Task statement —
Write each entry out again, exactly as it is written.

Source data —

___

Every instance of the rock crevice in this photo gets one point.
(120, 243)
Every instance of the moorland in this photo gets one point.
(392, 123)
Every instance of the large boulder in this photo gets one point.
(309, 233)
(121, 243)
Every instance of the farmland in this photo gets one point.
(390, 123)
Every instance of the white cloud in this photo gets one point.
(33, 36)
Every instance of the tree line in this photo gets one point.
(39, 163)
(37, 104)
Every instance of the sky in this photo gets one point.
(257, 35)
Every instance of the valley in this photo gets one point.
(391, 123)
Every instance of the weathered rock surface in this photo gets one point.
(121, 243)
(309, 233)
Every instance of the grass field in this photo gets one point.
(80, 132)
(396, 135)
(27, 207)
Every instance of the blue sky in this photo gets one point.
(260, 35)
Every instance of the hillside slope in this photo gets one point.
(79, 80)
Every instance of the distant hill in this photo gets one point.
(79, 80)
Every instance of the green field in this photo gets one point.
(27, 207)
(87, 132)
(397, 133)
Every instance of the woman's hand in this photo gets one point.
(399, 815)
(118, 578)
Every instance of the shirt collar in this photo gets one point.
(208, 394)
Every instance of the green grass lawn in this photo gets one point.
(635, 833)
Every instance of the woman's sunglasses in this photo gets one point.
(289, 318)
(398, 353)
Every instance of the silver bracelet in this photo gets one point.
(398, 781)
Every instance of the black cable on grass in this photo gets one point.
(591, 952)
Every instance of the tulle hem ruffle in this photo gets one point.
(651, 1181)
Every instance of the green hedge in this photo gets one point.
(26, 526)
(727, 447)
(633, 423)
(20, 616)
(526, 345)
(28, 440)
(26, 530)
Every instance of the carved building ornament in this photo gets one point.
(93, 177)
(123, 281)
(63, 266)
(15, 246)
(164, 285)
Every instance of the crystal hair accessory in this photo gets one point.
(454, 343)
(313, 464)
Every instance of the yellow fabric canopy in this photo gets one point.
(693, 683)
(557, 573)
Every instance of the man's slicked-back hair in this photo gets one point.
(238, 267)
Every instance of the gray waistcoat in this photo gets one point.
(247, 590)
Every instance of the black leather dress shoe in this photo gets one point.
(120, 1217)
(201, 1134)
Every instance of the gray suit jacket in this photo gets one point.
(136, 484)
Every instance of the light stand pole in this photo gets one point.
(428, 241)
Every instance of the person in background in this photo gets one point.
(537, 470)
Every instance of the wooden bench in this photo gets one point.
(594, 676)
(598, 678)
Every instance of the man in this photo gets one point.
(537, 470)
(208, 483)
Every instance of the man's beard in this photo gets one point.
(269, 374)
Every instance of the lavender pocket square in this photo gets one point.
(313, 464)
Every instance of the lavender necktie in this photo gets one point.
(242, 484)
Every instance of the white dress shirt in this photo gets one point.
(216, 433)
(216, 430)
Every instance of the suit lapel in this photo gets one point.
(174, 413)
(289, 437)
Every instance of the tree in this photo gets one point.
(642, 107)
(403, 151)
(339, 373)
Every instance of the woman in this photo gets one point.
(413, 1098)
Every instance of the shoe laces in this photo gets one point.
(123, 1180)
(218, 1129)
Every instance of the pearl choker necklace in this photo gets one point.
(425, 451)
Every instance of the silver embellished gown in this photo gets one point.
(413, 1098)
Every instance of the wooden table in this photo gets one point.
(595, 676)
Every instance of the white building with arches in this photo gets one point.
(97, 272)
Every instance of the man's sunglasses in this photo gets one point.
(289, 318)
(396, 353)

___

Solution for this exercise —
Every instance of the rock crevice in this photo gets one point.
(120, 243)
Every instance of the moorland in this photo gets one point.
(392, 123)
Every instance of the large boulder in this photo gets one point.
(309, 233)
(121, 243)
Every instance of the farmland in this photo gets one point.
(390, 123)
Every instance of the white cloud in this photo gets one point.
(33, 36)
Every instance of the tree line in this photo gets one point.
(39, 163)
(37, 104)
Every instance of the sky in this photo gets one point.
(257, 35)
Every instance of the valley in this photo gets one point.
(391, 123)
Every instance of the weathered rock surface in this photo gets one point.
(121, 243)
(309, 233)
Every instance of the grass field in this photo gets one point.
(80, 132)
(396, 135)
(27, 207)
Every instance of the blue sky in this photo gets one point.
(260, 35)
Every instance of the hillside slope in this photo gets one point.
(79, 80)
Every instance of the distant hill in this photo gets one point.
(79, 80)
Every instance of the green field in this photo gets one point.
(27, 207)
(87, 132)
(397, 133)
Every instance of the woman's hand in this photo gets one point.
(399, 815)
(118, 578)
Every instance of the shirt collar in this photo gets one point.
(208, 394)
Every instance of the green grass lawn in this photo gets one point.
(635, 833)
Every instance of the woman's sunglasses in this photo gets one point.
(289, 318)
(398, 353)
Every instance of the silver bracelet in this photo gets one point.
(398, 781)
Every instance of the black cable on grass in this photo gets one point.
(591, 952)
Every instance of the tulle hem ruffle in this photo gets one point.
(651, 1181)
Every instance of the green hedge in this photo gets one point.
(26, 526)
(727, 447)
(633, 423)
(20, 616)
(526, 345)
(28, 440)
(26, 530)
Every instance of the carved building ornament in this photo gets one point.
(93, 177)
(123, 281)
(63, 266)
(15, 246)
(164, 285)
Every instance of the crystal hair accessory in this photo gets one point.
(454, 343)
(313, 464)
Every instance of the yellow fabric canopy in this photo gets one point.
(693, 683)
(557, 573)
Every instance of the man's slicked-back hair in this photo gets one point.
(238, 267)
Every instance of the gray waistcoat in this photo gets one point.
(247, 590)
Every instance of the black leather dress shoe in this photo gets one point.
(120, 1217)
(201, 1134)
Every instance of the gray suit jacket in this photo gets one point.
(136, 484)
Every instance of the light stand pole in this photo gets one point.
(428, 241)
Every instance of the person in background in this photo gets one point.
(537, 470)
Every instance of the wooden bench in this photo gets one point.
(594, 676)
(598, 678)
Every instance of the man in this photo gets one point.
(537, 470)
(208, 483)
Every instance of the man's beard in this photo gets one point.
(269, 374)
Every instance of the lavender pocket square in this photo gets one point.
(313, 464)
Every instance of the lavender necktie in this photo gets one point.
(242, 484)
Every instance of the white dress shirt in this photo gets one point.
(216, 433)
(216, 430)
Every instance of the suit lapel in this photo gets one point.
(174, 413)
(289, 437)
Every instance of the tree in this photo gets one point.
(642, 107)
(403, 151)
(339, 373)
Every instance of the woman in this photo gets one point.
(413, 1098)
Every instance of the shoe laces in this photo gets one point.
(123, 1180)
(218, 1129)
Every instance of the pearl choker necklace in this photo gets one point.
(425, 451)
Every instance of the silver embellished gown in this photo gets one point.
(413, 1098)
Every instance of the wooden table in this photo gets one point.
(595, 676)
Every instance of the white building with arches in this photo gets one point.
(97, 272)
Every instance of the man's sunglasses in this photo gets one point.
(289, 318)
(396, 353)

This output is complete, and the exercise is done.